**THE REQUEST**.
In the records below, find the line that contains "Drop one marker on each instance of the black glove" and the line that contains "[[233, 388], [163, 474], [183, 446], [225, 441]]". Reproduce word for word both of those lines and every line between them, and nothing else.

**INPUT RECORDS**.

● ● ● ● ● ● ●

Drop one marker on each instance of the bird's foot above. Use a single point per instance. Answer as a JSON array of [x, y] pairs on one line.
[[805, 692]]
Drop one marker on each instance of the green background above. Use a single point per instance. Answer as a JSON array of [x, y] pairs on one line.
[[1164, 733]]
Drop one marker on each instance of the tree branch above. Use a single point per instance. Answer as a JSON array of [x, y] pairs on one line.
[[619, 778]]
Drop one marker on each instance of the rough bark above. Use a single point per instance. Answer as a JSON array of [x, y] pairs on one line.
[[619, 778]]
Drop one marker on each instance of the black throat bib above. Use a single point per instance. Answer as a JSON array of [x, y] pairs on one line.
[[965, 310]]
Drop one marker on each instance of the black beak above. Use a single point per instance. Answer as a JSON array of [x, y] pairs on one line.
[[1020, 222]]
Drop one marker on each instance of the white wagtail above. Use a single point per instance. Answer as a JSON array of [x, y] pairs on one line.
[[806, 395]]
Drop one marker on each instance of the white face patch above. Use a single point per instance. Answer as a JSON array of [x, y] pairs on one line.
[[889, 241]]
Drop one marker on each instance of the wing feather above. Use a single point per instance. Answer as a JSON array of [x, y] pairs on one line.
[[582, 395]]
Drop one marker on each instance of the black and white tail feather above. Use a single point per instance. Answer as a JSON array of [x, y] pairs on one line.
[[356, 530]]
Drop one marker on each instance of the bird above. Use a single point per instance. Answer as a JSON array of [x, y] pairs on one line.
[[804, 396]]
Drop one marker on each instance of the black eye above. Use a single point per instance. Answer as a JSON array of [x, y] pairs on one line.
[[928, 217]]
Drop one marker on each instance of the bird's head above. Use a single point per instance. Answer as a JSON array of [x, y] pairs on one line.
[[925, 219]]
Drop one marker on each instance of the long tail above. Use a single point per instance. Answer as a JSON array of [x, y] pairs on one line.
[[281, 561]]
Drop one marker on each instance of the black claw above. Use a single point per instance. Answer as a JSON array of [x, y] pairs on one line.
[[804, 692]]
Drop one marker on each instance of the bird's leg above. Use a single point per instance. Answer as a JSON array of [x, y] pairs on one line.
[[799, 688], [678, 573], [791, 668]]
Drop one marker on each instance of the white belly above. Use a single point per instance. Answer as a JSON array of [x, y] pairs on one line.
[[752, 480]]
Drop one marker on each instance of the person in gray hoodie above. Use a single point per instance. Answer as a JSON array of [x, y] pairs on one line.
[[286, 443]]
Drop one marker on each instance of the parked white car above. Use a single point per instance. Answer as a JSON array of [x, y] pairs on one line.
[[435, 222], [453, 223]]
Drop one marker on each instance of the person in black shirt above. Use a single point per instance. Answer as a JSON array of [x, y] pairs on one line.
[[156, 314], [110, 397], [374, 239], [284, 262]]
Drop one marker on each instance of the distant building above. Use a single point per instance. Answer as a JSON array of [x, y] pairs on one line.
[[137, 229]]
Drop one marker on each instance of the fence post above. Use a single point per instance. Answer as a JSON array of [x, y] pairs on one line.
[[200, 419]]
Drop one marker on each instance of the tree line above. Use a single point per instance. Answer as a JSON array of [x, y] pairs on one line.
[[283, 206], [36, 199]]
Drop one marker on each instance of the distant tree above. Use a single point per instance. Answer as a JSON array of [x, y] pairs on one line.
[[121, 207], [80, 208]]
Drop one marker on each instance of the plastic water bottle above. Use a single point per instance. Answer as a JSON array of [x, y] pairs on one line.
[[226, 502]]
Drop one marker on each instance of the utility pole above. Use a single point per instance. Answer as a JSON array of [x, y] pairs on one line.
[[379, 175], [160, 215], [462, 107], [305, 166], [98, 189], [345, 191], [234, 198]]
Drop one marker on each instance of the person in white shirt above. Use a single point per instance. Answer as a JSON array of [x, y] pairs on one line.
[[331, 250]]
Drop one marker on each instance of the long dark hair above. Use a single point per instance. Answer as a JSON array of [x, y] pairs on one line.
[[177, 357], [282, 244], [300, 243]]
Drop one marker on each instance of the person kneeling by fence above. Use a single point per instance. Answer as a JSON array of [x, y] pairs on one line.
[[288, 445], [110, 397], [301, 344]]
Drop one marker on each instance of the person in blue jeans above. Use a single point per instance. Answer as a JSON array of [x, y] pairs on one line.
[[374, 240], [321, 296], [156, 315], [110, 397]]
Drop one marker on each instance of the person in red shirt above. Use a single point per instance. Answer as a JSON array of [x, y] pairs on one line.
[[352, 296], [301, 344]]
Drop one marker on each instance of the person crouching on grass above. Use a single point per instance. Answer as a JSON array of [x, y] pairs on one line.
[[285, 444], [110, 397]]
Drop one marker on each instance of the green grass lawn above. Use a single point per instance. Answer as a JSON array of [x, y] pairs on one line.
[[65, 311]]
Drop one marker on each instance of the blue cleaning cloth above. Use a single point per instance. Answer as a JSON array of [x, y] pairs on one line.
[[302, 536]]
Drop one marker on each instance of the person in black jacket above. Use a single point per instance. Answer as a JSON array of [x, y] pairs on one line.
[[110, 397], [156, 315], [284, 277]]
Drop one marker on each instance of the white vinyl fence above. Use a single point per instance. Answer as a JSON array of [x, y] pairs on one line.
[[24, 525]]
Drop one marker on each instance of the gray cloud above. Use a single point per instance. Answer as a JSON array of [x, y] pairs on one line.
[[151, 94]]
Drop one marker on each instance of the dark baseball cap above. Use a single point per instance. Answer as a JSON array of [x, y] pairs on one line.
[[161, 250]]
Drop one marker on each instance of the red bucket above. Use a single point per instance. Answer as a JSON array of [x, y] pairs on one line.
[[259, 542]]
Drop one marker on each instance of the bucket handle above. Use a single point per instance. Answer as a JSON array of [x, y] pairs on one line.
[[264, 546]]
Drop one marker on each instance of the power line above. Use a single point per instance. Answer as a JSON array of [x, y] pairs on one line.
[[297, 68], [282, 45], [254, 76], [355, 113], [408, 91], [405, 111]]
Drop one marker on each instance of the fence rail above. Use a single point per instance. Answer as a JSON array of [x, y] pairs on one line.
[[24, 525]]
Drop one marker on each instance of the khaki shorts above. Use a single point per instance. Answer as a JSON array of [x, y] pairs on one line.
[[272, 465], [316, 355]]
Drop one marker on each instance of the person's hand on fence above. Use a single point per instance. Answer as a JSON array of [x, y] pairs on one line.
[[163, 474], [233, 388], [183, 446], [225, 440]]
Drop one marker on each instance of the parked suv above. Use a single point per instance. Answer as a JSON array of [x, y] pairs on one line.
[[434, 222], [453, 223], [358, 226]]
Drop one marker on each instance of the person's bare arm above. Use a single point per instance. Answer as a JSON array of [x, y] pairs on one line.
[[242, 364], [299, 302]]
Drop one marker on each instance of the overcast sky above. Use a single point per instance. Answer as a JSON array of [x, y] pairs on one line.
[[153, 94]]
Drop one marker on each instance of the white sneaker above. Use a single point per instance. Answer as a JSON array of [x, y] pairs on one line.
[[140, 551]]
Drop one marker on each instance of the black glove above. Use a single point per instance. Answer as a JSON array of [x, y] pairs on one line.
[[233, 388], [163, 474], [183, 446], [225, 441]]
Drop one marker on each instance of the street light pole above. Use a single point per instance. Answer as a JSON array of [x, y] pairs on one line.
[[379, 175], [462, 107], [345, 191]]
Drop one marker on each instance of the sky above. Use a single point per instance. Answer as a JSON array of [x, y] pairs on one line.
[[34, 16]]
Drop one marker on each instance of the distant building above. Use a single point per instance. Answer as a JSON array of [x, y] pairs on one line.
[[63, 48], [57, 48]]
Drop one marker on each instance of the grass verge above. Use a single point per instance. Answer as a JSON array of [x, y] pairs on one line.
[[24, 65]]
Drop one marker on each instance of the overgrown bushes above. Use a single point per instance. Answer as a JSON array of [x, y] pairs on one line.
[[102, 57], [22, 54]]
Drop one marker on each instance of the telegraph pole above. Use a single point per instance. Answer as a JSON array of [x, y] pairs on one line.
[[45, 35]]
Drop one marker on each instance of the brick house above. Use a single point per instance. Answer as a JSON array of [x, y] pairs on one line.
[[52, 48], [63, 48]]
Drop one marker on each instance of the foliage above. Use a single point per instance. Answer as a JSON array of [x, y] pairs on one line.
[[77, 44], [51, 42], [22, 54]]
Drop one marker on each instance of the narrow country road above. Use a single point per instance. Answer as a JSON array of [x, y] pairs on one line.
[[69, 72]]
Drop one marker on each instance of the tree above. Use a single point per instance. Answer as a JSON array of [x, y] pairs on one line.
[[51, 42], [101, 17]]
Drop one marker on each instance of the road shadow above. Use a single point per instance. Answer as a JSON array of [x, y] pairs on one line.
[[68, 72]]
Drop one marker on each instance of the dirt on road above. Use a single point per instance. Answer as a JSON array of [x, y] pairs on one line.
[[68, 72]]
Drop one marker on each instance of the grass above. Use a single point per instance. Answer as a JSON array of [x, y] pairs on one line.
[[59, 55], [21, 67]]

● ● ● ● ● ● ●

**FINAL ANSWER**.
Drop one marker on each instance of the black glove above. Use a single point per instance. Answer as a JSON array of [x, y] pairs on one line.
[[233, 388], [163, 474], [183, 446], [225, 441]]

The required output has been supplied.